▶ EXERCISE REQUIREMENTS: Render all of the material below as a JSON list of strings, with one string for each line and blank lines omitted.

Start RECORDS FOR THE EXERCISE

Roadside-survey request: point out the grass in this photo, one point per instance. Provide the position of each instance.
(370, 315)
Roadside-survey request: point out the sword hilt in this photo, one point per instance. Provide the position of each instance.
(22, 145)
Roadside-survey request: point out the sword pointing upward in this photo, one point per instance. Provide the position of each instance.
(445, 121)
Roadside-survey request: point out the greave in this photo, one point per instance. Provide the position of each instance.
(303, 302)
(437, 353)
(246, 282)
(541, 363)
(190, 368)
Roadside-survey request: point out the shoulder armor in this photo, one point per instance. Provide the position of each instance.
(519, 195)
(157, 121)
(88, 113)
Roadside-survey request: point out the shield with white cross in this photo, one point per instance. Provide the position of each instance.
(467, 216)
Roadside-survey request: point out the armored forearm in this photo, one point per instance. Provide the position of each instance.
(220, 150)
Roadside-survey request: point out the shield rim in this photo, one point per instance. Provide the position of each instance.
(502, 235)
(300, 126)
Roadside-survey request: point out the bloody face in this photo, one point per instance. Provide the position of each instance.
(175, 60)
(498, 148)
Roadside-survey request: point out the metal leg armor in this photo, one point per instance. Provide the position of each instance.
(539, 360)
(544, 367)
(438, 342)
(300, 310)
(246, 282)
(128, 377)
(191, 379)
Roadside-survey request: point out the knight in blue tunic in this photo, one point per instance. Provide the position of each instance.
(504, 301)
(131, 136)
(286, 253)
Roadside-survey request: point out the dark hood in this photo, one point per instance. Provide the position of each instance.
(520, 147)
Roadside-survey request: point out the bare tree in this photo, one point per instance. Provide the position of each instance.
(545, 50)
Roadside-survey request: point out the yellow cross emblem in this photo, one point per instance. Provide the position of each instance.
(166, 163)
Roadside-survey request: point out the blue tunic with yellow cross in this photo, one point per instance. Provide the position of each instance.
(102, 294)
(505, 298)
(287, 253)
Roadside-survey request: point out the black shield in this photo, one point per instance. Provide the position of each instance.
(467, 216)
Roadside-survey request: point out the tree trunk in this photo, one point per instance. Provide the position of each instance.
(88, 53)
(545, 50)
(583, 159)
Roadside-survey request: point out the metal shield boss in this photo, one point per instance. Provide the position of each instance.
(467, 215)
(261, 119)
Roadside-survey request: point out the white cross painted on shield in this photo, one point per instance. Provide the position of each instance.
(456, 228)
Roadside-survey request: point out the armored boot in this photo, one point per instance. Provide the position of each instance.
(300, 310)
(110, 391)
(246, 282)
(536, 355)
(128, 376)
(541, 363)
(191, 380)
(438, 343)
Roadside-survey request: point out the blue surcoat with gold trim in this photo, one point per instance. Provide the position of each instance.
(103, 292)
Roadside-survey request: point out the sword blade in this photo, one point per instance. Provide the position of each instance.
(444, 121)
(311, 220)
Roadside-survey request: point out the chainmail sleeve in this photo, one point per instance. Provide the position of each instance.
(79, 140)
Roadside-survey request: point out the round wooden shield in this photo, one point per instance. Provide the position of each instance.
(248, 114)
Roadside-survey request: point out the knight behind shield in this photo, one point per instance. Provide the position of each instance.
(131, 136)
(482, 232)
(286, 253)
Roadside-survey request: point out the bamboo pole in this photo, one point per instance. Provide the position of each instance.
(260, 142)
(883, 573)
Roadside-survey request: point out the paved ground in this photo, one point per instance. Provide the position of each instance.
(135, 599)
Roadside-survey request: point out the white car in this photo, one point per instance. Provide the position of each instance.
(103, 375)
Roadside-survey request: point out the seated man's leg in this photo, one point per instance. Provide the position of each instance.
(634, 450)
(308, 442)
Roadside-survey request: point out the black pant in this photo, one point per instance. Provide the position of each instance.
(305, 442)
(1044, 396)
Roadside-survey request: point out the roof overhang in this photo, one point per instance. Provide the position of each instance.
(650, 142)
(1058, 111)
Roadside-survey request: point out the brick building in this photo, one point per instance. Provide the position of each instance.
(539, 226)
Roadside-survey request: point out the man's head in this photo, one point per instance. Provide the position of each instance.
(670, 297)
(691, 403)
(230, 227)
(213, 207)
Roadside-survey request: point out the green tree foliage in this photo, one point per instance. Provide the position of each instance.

End RECORDS FOR THE EXERCISE

▶ OUTPUT:
[
  "Roadside-survey request: point out the grass in this photo, one point per instance. Provide the position of each instance.",
  "(370, 315)",
  "Roadside-survey request: point out the sword hilt in this photo, one point per instance. Provide the position of each instance.",
  "(22, 145)",
  "Roadside-survey request: point out the sword pointing upward in this photo, one point per instance. Provide the position of each instance.",
  "(445, 121)",
  "Roadside-survey request: point out the greave in this photo, one point per instance. Provide the position of each instance.",
  "(303, 302)",
  "(437, 353)",
  "(246, 282)",
  "(541, 363)",
  "(190, 368)",
  "Roadside-survey request: point out the shoulder armor in this photo, one point per instance. Provide the position of each instance.",
  "(519, 195)",
  "(157, 121)",
  "(88, 113)",
  "Roadside-survey request: point out the shield with white cross in this photo, one point per instance. Provide the position of each instance.",
  "(467, 216)",
  "Roadside-survey request: point out the armored forearm in this photo, one point per instance. Provide the position of each instance.",
  "(220, 150)",
  "Roadside-survey request: point out the shield rim in this photo, one point per instance. Provide the position of each instance.",
  "(502, 235)",
  "(300, 126)",
  "Roadside-survey request: point out the bloody face in this photo, one point per instance. Provide the position of each instance.",
  "(175, 60)",
  "(498, 148)",
  "Roadside-survey request: point out the metal leg armor in this photo, one point per instance. Provide the position of each instance.",
  "(539, 360)",
  "(544, 367)",
  "(438, 342)",
  "(300, 310)",
  "(246, 282)",
  "(128, 377)",
  "(191, 379)",
  "Roadside-survey request: point out the knight in blue tunic in this photo, one point per instance. Provide the position of each instance.",
  "(504, 301)",
  "(131, 136)",
  "(286, 253)",
  "Roadside-survey request: point out the dark hood in this photo, one point per instance. Provide the position of each instance.",
  "(520, 147)",
  "Roadside-survey request: point out the bare tree in this photo, one point per instance. Provide the position of each instance.",
  "(545, 50)",
  "Roadside-survey request: point out the yellow cross emblem in this photo, one point per instance. Provide the position of each instance.",
  "(166, 163)",
  "Roadside-survey request: point out the blue tunic with yellow cross in this photo, one point per instance. Provide the position of each instance.",
  "(102, 294)",
  "(505, 298)",
  "(287, 253)",
  "Roadside-survey request: point out the black shield in this photo, one point per instance. Provide the position of each instance.",
  "(467, 216)",
  "Roadside-survey request: point out the tree trunk in this photo, one point per instance. Provide the position of each instance.",
  "(88, 53)",
  "(545, 50)",
  "(583, 159)",
  "Roadside-survey request: point out the metal shield boss in this photo, one point per instance. Provide the position of each instance.",
  "(467, 215)",
  "(261, 119)",
  "Roadside-survey request: point out the white cross painted on shield in this photo, one point per instance. Provide the position of each instance.",
  "(456, 228)",
  "Roadside-survey request: point out the armored boot in this photo, one point per instance. Provide the position of each instance.",
  "(300, 310)",
  "(110, 391)",
  "(246, 282)",
  "(536, 355)",
  "(128, 376)",
  "(541, 363)",
  "(191, 380)",
  "(438, 343)",
  "Roadside-survey request: point out the blue surcoat with gold trim in this photo, one point per instance. Provide the position of each instance.",
  "(103, 292)",
  "Roadside-survey request: point out the sword blade in this photo, one point per instance. Provide the position of each instance.",
  "(444, 121)",
  "(311, 220)",
  "Roadside-survey request: point out the chainmail sleeve in this photo, one point per instance. Provide the position of each instance.",
  "(79, 140)",
  "Roadside-survey request: point out the round wooden shield in this photo, one point per instance. Provide the position of each instance.",
  "(248, 114)",
  "Roadside-survey request: point out the knight behind shield in this photo, one point per instance. Provide the position of each instance.",
  "(131, 136)",
  "(482, 232)",
  "(286, 253)",
  "Roadside-survey request: point out the bamboo pole in this photo, one point per instance. Provide the position of each instance.",
  "(260, 142)",
  "(883, 573)",
  "Roadside-survey request: point out the paved ground in this photo, one point per instance. Provide the position of each instance.",
  "(135, 599)",
  "Roadside-survey request: point out the white car in this photo, one point per instance. Provide the position of each instance.",
  "(103, 375)",
  "Roadside-survey request: point out the seated man's leg in this photo, one point per instance. Provide the position of each instance.",
  "(634, 450)",
  "(308, 442)",
  "Roadside-survey request: point out the black pant in this photo, one point per instance. Provide the position of each instance.",
  "(305, 442)",
  "(1044, 396)",
  "Roadside-survey request: point out the roof overhang in this photo, one point per instance. Provide the position of each instance.",
  "(650, 142)",
  "(1058, 111)",
  "Roadside-survey request: point out the brick building in this photo, one point per instance. Provide the position of each instance.",
  "(539, 226)",
  "Roadside-survey request: point out the man's head in this photo, one point per instance. Provide the position of each instance.",
  "(670, 297)",
  "(691, 403)",
  "(230, 227)",
  "(213, 207)",
  "Roadside-survey request: point out the green tree foliage in this photo, one point per instance. Provide the position of each instance."
]